Copy the listing below, swapping "lamp post" for "street light" and keeping every other word and line the same.

** start of LISTED RECORDS **

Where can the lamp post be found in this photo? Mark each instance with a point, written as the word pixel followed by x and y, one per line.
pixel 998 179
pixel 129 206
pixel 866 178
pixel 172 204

** end of LISTED RECORDS **

**RESULT**
Where can the street light be found in this photo? Mark each instance with a point, written as the word pixel followed by x and y, one per line.
pixel 998 179
pixel 129 206
pixel 866 178
pixel 172 204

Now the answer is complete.